» **AIM OF THE EXERCISE**: Please set down the stretch from the start of the data through the line containing "M 10 112 L 13", unchanged and in full.

--- START OF EXTRACTED DATA ---

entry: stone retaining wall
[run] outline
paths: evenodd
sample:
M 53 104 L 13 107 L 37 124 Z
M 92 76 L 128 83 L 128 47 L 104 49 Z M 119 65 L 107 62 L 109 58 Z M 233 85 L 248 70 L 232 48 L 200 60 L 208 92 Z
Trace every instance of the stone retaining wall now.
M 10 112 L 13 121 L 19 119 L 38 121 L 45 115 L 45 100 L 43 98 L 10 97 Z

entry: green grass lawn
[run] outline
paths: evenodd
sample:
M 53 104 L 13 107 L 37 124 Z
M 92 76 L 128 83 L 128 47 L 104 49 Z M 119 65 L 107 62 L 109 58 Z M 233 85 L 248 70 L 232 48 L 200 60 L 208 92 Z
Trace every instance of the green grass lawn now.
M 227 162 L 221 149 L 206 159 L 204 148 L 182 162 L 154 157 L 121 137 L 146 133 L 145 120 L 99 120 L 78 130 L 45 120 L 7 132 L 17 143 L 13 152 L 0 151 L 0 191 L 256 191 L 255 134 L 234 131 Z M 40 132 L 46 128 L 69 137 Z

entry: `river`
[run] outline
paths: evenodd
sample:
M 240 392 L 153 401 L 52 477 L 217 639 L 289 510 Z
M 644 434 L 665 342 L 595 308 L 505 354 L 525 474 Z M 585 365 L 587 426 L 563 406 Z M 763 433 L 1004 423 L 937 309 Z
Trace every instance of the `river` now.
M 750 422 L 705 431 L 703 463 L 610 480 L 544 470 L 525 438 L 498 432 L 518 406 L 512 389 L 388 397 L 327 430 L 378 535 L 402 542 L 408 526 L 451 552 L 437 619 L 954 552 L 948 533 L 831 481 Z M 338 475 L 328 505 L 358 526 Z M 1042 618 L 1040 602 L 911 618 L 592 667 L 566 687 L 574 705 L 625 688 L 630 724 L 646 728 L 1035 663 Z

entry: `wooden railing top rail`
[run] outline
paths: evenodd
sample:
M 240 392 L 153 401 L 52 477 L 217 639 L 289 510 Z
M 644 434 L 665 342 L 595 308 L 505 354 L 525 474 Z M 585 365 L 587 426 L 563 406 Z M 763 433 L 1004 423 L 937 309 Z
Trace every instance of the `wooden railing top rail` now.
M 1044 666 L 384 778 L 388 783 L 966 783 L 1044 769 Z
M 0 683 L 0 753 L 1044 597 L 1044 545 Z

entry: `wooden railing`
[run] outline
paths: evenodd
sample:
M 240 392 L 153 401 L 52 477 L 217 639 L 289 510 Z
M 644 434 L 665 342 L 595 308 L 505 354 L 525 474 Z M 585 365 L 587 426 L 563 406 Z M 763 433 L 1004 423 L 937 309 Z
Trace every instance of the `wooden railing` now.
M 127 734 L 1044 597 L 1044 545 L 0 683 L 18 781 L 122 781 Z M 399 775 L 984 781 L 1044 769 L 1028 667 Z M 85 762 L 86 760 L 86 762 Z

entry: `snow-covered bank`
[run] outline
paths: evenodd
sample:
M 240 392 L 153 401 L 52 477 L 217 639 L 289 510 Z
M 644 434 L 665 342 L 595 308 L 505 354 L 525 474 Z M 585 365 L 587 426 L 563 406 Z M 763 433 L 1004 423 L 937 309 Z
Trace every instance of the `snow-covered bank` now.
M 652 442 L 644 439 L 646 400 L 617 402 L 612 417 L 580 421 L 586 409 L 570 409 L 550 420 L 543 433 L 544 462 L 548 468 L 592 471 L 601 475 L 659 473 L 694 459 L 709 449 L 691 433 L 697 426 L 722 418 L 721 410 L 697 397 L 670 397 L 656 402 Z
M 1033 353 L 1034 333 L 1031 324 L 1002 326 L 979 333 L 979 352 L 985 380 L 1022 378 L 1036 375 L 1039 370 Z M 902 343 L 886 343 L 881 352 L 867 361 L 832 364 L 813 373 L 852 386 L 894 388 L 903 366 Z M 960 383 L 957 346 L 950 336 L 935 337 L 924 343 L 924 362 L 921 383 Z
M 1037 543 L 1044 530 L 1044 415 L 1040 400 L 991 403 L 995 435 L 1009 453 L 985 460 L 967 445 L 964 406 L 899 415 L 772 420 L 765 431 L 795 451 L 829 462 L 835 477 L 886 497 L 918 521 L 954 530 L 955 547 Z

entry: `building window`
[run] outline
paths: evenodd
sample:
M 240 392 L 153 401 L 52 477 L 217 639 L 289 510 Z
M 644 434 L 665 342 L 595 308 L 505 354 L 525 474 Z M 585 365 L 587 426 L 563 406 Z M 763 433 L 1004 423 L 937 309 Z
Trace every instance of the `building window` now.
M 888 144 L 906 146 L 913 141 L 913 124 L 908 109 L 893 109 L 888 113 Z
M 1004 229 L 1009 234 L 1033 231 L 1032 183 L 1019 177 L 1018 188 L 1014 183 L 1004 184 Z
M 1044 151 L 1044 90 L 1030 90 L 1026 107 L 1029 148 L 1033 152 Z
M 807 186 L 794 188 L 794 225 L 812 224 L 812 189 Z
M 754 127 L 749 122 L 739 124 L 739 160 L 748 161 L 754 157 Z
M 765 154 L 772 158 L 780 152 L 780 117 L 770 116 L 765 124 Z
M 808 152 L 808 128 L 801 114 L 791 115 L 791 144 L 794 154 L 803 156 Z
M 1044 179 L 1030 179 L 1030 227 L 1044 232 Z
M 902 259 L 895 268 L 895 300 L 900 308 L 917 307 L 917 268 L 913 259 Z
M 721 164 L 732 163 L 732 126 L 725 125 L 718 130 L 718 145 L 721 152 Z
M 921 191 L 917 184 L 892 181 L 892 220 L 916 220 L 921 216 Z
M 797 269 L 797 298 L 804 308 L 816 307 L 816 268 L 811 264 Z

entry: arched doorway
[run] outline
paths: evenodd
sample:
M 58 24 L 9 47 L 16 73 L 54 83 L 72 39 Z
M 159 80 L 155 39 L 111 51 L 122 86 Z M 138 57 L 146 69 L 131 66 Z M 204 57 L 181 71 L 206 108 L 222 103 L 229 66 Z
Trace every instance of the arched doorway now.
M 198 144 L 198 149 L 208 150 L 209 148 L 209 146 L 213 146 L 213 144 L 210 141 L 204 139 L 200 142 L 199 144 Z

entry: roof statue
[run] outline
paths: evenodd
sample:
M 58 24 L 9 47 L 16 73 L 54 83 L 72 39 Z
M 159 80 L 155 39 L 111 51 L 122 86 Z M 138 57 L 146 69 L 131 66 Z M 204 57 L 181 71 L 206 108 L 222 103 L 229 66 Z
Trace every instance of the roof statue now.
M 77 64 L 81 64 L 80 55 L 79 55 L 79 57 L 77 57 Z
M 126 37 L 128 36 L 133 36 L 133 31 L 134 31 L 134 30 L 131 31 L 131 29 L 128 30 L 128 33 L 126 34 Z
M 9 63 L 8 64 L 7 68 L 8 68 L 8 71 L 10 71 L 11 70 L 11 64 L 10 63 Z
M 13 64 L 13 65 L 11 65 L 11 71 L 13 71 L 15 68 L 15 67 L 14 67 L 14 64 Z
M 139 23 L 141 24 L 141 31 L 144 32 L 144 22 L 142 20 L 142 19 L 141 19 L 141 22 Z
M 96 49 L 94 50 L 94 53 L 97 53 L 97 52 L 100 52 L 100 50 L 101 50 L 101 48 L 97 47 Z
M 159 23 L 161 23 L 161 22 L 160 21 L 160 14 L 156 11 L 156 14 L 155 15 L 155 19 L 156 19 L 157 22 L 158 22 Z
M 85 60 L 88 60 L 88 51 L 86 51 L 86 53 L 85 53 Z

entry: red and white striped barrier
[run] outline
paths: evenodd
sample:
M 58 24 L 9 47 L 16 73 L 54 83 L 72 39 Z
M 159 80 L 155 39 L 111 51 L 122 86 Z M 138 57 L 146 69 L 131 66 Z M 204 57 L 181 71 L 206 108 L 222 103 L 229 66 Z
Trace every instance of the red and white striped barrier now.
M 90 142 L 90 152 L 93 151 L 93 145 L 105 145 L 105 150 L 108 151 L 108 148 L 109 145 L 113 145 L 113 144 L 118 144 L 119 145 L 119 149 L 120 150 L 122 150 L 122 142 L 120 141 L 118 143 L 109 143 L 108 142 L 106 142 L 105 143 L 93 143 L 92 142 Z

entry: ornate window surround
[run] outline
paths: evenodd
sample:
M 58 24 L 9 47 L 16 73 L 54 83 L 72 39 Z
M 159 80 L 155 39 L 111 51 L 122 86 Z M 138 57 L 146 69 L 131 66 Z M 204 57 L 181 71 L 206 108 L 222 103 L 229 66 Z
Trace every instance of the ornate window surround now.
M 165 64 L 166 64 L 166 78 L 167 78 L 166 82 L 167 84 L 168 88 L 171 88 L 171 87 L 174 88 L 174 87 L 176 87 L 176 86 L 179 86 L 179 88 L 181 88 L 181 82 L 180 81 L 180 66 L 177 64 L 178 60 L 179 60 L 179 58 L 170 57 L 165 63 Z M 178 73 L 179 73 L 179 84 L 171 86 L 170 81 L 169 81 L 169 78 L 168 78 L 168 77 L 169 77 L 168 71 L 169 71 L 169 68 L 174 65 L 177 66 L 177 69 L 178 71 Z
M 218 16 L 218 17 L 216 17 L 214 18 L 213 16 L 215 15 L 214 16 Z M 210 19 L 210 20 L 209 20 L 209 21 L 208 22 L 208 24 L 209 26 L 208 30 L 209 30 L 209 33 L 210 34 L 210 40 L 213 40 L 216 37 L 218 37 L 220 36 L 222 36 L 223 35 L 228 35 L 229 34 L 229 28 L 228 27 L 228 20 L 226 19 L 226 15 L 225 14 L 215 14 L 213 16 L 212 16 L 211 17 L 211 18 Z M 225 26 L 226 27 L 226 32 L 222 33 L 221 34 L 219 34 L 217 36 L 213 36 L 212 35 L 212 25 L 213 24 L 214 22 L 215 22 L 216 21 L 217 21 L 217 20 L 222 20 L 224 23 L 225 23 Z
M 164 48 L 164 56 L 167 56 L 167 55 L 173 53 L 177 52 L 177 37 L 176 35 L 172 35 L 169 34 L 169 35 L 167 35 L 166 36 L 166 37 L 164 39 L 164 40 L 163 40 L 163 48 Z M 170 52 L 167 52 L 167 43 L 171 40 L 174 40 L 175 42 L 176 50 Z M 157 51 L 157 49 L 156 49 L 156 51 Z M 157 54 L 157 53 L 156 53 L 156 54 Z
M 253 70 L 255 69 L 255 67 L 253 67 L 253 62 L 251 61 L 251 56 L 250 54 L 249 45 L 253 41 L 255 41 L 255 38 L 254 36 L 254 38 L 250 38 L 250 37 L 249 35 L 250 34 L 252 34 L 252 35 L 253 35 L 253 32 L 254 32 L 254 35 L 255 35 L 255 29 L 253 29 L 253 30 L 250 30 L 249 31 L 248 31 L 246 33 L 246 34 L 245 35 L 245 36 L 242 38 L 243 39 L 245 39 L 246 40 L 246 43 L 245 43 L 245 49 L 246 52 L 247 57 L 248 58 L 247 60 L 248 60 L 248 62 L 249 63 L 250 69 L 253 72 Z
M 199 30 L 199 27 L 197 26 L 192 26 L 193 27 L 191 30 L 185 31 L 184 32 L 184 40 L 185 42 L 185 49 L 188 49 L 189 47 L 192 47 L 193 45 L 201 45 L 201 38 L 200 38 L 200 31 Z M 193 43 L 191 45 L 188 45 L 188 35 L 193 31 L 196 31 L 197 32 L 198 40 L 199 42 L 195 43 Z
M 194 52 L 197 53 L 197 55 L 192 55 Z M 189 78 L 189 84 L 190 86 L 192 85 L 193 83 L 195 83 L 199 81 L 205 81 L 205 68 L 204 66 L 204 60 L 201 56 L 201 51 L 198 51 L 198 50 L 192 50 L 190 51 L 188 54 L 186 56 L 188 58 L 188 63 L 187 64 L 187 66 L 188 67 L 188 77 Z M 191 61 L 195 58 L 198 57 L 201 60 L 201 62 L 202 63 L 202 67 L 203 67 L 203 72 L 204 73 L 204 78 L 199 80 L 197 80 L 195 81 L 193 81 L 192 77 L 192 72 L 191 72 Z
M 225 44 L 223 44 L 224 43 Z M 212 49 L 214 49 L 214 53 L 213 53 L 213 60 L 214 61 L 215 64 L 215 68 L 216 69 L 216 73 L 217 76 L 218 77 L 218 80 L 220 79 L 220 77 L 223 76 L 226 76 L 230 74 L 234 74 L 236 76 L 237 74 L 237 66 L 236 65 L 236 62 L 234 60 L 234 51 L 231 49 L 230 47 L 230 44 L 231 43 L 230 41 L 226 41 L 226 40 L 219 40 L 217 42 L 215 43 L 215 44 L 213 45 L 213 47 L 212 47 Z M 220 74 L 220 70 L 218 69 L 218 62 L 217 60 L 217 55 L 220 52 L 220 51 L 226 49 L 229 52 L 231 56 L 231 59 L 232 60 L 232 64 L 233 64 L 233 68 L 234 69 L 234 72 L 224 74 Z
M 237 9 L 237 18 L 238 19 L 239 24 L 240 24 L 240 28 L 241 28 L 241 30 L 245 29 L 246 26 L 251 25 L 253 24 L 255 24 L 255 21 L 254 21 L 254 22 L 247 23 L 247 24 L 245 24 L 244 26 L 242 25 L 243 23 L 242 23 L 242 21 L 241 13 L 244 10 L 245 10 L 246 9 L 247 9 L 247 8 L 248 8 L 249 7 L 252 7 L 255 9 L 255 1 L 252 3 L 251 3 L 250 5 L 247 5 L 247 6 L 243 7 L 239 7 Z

--- END OF EXTRACTED DATA ---

» **WRITTEN SOLUTION**:
entry: stone retaining wall
[run] outline
paths: evenodd
sample:
M 53 104 L 13 107 L 37 124 Z
M 92 76 L 128 83 L 128 47 L 104 49 Z M 119 65 L 107 62 L 109 58 Z M 233 85 L 248 70 L 232 48 L 200 60 L 208 92 Z
Trace every instance of the stone retaining wall now.
M 10 112 L 13 121 L 19 119 L 38 121 L 45 115 L 45 100 L 43 98 L 10 97 Z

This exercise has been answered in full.